Description of the task:
Return every line in the records below that contains the string "pier". Uppercase and lowercase count as different.

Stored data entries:
──────────────────────────────

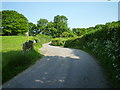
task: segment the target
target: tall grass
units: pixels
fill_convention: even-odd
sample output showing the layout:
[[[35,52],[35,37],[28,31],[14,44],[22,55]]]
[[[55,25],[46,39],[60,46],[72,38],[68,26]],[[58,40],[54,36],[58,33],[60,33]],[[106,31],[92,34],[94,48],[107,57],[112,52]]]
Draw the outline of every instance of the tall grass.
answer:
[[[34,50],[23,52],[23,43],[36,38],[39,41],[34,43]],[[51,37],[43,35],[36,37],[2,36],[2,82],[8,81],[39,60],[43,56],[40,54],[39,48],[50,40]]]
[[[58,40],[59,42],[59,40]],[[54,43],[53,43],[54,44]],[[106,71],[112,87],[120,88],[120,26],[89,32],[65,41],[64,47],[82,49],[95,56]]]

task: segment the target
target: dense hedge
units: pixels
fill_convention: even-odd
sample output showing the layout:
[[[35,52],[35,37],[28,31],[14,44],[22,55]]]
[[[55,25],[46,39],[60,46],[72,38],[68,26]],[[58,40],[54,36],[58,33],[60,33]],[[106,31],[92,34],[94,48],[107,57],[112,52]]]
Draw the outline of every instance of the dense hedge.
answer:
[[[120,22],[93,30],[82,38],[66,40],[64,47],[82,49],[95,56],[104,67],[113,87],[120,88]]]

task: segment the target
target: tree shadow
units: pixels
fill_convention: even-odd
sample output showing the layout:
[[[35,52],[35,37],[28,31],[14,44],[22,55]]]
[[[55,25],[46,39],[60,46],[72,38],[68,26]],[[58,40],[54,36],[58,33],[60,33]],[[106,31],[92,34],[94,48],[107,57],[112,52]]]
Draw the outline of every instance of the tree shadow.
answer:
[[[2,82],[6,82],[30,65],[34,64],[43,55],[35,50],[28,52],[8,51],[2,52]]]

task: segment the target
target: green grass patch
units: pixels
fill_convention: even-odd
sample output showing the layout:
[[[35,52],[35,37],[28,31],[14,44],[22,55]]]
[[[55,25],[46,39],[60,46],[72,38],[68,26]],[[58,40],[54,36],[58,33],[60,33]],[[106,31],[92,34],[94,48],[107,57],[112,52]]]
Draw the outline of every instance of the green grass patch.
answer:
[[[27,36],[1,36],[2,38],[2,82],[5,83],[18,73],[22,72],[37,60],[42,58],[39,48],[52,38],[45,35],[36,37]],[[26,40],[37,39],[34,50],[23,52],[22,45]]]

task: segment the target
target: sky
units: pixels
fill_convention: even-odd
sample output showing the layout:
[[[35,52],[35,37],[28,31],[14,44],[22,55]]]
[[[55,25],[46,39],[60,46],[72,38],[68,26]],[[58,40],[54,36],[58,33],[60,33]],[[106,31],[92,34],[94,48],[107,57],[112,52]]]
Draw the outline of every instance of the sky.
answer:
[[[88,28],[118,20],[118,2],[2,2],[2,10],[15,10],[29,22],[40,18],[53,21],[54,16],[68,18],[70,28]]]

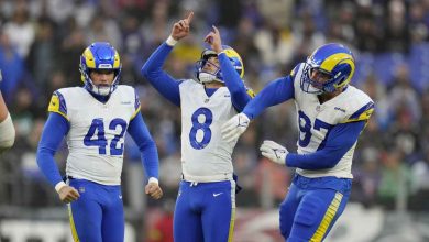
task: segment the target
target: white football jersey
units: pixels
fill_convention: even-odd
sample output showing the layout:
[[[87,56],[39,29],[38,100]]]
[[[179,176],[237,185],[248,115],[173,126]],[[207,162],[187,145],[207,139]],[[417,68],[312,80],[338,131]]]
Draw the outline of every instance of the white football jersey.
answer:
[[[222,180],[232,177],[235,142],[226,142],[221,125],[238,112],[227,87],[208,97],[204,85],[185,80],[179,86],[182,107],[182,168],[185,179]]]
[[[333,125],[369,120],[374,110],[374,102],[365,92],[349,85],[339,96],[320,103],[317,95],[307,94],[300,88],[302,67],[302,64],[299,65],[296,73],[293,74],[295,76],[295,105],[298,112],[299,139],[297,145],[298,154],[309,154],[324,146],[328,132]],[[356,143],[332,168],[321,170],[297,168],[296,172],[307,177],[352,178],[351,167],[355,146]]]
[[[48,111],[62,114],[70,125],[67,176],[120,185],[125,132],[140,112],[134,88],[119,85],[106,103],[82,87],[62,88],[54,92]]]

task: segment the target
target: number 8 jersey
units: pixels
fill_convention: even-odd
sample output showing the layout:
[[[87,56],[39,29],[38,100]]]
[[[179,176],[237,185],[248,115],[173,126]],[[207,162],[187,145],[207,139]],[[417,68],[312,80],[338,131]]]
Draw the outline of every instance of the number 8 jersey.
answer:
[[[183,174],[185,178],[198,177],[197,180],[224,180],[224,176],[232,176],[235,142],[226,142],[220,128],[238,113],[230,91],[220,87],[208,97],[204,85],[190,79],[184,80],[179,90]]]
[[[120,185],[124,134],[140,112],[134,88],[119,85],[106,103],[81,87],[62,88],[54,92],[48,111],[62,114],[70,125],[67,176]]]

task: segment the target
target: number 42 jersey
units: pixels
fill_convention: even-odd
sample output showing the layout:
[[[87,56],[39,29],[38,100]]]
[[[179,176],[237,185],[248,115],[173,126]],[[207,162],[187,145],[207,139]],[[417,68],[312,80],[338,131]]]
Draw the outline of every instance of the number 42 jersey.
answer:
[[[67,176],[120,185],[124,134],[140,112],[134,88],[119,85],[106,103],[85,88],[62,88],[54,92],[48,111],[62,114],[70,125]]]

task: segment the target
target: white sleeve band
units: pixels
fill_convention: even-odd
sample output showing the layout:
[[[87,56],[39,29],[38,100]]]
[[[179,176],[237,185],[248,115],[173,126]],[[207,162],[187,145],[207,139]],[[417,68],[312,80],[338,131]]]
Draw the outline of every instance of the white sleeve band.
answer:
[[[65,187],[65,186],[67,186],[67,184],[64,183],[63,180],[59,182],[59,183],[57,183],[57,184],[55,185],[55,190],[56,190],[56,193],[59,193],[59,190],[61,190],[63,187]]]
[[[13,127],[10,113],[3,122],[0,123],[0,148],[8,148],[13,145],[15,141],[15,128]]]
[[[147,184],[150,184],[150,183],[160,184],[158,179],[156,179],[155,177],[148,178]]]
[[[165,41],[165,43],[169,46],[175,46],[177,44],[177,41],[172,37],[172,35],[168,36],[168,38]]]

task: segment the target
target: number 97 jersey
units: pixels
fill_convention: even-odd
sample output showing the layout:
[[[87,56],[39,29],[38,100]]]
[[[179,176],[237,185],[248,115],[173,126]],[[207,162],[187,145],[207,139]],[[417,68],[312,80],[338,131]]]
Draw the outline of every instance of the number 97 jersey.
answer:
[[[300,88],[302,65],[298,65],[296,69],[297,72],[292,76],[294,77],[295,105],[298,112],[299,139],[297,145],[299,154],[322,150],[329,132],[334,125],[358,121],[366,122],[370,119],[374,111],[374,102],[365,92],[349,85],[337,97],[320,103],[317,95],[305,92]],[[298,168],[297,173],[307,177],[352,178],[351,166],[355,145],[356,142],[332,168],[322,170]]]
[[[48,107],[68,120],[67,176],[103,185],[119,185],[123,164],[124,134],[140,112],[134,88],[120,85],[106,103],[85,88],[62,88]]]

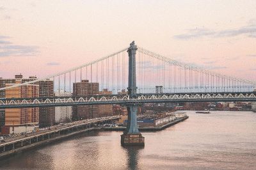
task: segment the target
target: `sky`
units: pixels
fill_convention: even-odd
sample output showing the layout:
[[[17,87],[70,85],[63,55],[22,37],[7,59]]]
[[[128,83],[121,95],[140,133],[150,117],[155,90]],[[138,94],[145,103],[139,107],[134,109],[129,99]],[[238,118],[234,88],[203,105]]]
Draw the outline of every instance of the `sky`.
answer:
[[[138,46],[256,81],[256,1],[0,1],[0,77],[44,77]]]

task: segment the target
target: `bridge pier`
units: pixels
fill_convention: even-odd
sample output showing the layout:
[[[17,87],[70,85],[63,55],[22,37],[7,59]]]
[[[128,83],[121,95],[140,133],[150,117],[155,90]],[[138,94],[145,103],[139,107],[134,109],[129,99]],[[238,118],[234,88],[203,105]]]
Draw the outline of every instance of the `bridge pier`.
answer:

──────────────────────────────

Task answer:
target: `bridge pier`
Draw the outline of every instance of the `bridge pier`.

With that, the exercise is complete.